WHAT IS NEEDED: Rewrite the entries from the line with "--target hiking boot" to the line with "[[[0,0],[0,130],[75,152],[657,151],[654,0]]]", swapping "wooden plank" for "timber board" and leaving everything else unchanged.

+ + +

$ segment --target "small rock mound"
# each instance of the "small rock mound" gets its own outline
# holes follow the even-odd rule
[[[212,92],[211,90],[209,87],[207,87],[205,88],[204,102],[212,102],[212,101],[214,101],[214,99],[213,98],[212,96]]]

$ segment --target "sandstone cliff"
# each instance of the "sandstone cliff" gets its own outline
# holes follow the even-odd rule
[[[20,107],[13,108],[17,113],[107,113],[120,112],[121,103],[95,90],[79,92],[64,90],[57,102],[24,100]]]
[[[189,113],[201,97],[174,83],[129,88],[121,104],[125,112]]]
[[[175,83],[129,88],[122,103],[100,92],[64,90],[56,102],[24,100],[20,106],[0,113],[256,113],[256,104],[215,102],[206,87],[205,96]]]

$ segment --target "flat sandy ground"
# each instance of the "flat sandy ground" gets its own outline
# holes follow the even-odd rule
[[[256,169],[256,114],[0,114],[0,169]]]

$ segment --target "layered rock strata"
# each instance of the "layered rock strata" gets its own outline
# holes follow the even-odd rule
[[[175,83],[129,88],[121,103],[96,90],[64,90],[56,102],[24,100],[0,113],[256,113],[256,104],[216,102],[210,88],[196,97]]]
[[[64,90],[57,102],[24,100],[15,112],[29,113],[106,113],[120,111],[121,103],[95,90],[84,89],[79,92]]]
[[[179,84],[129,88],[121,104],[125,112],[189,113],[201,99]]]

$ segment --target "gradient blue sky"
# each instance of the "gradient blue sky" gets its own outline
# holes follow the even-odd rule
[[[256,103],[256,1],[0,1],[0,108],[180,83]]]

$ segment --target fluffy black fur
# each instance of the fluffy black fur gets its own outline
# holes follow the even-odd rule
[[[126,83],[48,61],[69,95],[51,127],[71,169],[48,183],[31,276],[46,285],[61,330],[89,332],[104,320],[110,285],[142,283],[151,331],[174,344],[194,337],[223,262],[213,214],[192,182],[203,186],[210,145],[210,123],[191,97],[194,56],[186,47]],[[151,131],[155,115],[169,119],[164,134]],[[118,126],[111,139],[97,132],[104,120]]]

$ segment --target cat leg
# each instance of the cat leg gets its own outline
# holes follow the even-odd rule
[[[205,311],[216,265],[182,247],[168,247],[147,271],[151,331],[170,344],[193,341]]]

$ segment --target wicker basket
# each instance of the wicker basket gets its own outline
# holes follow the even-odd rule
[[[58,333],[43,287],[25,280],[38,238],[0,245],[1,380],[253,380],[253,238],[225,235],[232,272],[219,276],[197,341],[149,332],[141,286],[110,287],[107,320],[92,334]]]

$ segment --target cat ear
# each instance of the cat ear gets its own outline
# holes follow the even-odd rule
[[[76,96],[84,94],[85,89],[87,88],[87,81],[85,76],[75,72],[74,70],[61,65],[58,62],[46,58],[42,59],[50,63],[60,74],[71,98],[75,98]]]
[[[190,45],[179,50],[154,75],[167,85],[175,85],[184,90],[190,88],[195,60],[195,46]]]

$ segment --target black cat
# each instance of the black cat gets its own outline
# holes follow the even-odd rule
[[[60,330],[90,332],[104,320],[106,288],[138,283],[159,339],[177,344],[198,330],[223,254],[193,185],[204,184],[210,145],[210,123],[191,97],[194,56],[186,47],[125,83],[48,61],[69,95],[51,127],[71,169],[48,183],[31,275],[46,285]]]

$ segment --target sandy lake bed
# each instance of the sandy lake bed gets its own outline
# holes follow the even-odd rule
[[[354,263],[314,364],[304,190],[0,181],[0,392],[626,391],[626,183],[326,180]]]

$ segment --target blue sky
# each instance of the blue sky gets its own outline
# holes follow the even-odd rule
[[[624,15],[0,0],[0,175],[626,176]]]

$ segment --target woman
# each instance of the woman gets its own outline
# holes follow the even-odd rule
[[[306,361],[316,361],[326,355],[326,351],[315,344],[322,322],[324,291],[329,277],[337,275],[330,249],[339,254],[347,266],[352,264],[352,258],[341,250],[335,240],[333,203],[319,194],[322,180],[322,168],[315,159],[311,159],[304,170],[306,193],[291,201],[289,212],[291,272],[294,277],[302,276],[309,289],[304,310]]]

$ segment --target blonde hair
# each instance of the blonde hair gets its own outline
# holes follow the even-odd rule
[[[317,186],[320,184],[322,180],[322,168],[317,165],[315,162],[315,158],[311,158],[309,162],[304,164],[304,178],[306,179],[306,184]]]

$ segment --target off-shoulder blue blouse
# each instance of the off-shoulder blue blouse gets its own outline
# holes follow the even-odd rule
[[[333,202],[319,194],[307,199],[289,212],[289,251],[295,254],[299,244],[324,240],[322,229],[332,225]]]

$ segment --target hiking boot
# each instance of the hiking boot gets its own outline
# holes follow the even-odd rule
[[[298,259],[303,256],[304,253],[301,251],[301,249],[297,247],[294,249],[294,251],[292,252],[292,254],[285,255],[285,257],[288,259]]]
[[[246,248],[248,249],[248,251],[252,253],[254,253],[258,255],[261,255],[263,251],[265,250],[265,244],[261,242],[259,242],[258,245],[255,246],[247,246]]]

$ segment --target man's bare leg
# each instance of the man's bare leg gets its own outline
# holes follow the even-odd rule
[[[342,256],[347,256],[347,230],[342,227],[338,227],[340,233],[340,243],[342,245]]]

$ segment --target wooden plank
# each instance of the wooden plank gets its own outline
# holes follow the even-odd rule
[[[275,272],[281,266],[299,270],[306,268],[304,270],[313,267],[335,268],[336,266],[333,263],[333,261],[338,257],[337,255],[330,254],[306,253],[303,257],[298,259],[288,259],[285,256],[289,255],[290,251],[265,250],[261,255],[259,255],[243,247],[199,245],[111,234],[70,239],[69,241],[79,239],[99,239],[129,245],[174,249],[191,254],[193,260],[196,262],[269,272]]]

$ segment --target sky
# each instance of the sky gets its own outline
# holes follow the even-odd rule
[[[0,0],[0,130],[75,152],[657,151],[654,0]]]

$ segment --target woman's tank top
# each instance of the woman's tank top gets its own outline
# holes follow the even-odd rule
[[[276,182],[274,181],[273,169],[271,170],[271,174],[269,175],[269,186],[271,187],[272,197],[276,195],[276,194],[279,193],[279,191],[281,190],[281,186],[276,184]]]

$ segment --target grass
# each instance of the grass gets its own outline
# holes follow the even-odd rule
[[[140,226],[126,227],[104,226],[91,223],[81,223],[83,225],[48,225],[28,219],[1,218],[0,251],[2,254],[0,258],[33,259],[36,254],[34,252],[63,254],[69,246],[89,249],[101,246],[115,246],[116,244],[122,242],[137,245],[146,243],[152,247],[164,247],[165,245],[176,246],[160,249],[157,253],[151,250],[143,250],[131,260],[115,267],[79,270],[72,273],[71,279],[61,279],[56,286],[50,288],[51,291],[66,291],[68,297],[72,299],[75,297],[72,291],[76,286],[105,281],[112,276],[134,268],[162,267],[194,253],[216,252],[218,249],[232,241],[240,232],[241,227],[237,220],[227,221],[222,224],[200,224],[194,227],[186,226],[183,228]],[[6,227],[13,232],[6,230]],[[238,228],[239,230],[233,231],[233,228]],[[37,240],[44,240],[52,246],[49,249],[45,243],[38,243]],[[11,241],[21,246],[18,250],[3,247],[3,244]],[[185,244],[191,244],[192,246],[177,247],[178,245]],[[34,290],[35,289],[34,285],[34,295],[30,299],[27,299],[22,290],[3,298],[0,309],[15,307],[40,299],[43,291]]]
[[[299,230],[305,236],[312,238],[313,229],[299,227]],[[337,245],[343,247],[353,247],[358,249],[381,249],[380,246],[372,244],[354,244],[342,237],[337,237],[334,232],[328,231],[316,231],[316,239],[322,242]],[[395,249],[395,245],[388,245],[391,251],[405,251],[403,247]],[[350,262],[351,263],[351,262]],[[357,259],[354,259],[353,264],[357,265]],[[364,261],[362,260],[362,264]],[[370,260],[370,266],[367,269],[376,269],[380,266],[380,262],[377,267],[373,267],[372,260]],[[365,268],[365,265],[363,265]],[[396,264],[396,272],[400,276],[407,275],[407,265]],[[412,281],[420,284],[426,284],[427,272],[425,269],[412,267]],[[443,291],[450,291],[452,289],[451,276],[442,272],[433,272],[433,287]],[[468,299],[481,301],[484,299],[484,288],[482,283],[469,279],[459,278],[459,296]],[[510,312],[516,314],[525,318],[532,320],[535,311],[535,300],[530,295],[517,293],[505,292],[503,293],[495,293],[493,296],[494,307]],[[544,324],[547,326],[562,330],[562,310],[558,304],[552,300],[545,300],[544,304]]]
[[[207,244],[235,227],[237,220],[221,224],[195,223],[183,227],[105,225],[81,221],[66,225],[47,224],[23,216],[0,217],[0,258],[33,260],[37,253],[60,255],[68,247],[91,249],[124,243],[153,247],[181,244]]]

+ + +

EXERCISE ANSWER:
$ segment --target hiking boot
# each instance of the hiking boot gets its own outline
# holes follow the even-odd rule
[[[298,259],[303,256],[304,253],[301,251],[301,249],[297,247],[294,249],[294,251],[292,252],[292,254],[285,255],[285,257],[288,259]]]
[[[246,248],[248,249],[248,251],[252,253],[254,253],[258,255],[261,255],[263,251],[265,250],[265,244],[261,242],[259,242],[258,245],[255,246],[247,246]]]

$ segment --target man's bare leg
# each instance of the man's bare leg gets its own outline
# holes follow the even-odd rule
[[[342,256],[347,256],[347,230],[342,227],[338,227],[340,233],[340,243],[342,245]]]

$ segment --target timber board
# each instance of the timber board gets its own outline
# holes follow the even-odd rule
[[[275,272],[281,266],[299,270],[306,268],[304,270],[313,267],[335,268],[336,266],[333,263],[333,261],[338,257],[337,255],[330,254],[306,253],[303,257],[298,259],[288,259],[285,256],[289,255],[290,251],[265,250],[261,255],[259,255],[243,247],[199,245],[111,234],[70,239],[69,241],[79,239],[99,239],[129,245],[174,249],[191,254],[193,260],[196,262],[269,272]]]

$ segment --target sky
# each instance of the sky gets its own outline
# holes follow the even-odd rule
[[[0,0],[0,130],[75,152],[657,151],[654,0]]]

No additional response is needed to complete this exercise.